Given data Block Start

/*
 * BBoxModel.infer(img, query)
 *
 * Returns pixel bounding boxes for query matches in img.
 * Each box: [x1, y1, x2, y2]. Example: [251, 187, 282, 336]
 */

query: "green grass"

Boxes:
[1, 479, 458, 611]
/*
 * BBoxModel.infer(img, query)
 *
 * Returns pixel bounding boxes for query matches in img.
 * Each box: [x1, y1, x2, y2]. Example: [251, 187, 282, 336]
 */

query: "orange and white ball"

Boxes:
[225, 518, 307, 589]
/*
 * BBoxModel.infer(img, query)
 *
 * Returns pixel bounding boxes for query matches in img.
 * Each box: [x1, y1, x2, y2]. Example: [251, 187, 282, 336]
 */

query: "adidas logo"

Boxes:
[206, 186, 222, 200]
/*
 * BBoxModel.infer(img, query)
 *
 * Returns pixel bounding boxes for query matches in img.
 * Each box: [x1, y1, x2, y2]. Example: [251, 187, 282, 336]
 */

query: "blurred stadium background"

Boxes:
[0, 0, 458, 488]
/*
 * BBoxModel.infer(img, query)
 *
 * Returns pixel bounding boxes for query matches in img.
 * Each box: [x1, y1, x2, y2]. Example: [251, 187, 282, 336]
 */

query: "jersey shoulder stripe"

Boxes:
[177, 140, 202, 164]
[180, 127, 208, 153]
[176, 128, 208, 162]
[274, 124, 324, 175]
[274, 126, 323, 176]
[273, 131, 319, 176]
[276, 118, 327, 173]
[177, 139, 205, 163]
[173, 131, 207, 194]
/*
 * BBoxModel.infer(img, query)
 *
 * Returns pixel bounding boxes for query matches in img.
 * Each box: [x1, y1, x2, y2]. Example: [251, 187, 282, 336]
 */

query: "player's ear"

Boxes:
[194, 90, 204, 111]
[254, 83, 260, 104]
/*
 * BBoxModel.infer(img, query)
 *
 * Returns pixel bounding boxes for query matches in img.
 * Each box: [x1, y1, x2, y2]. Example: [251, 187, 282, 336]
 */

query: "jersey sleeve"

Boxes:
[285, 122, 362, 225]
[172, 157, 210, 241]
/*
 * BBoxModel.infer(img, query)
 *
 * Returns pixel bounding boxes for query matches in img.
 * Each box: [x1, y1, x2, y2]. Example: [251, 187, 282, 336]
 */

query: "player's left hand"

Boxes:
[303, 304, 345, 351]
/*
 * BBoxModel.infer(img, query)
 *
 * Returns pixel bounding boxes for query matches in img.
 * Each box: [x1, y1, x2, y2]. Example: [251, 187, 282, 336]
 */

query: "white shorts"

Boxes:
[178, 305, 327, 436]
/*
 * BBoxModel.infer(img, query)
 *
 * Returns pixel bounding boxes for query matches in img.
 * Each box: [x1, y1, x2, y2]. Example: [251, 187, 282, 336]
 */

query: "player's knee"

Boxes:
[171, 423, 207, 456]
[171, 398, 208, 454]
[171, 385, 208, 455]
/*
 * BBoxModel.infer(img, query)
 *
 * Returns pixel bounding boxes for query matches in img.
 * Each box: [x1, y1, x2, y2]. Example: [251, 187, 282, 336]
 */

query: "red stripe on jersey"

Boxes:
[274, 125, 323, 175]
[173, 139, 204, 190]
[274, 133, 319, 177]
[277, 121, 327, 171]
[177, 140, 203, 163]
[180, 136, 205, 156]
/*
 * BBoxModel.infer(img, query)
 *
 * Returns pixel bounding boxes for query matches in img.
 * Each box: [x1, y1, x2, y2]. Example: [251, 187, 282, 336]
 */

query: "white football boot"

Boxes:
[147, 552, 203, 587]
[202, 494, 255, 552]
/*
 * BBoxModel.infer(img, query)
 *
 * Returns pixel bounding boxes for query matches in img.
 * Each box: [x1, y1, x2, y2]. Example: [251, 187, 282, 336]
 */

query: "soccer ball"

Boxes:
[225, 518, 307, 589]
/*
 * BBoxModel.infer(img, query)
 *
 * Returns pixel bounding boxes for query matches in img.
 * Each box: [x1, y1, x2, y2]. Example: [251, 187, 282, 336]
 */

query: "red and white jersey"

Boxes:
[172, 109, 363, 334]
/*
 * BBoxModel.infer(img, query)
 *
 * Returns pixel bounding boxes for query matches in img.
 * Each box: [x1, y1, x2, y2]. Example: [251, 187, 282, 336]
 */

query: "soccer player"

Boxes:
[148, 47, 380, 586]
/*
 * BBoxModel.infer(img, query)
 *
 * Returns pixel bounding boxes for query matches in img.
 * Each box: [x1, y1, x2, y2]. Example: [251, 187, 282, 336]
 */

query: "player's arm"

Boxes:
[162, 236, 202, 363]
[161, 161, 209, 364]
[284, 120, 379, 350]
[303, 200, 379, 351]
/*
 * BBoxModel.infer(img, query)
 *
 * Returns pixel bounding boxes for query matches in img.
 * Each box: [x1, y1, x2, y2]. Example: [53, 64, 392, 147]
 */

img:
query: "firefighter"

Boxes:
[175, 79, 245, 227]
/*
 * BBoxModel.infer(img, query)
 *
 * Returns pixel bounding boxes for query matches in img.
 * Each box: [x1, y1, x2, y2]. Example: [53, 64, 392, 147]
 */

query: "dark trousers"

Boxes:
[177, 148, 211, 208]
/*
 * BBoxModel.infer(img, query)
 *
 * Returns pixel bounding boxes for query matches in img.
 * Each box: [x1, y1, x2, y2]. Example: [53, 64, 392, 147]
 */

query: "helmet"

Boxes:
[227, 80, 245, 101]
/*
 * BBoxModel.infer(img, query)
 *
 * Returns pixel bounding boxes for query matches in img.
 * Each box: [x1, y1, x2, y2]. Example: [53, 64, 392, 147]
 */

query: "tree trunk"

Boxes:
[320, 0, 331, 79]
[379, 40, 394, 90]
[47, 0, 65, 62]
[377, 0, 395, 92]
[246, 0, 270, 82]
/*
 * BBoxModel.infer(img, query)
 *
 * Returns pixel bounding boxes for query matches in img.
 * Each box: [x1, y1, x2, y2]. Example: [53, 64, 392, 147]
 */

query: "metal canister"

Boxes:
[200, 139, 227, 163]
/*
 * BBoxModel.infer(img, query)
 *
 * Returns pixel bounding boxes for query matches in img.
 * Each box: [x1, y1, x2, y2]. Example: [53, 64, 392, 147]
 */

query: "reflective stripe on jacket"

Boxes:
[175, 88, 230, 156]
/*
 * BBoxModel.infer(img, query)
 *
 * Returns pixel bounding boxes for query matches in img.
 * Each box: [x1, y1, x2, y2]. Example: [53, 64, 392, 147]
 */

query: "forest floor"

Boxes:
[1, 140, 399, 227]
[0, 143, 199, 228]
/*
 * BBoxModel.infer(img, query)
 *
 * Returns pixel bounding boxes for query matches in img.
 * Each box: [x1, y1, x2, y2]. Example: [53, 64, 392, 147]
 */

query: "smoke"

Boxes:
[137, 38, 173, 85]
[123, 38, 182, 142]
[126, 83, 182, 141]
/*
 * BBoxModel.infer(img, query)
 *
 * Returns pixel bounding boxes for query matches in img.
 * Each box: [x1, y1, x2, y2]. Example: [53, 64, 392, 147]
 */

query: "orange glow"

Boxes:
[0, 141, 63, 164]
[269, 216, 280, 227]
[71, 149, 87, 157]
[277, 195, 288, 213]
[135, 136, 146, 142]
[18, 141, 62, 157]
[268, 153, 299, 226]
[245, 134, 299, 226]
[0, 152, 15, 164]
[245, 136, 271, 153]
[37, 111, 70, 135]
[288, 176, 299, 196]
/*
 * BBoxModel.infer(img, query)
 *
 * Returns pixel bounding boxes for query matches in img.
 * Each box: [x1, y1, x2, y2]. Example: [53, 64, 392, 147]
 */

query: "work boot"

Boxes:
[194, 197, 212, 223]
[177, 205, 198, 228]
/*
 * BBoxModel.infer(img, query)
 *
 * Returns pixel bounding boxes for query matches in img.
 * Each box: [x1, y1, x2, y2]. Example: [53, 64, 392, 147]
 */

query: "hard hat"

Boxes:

Given data Block End

When a line among the entries contains "jersey", pull that line out.

query: "jersey shoulder stripe"
query: "jersey sleeve"
query: "red stripe on jersey"
query: "red and white jersey"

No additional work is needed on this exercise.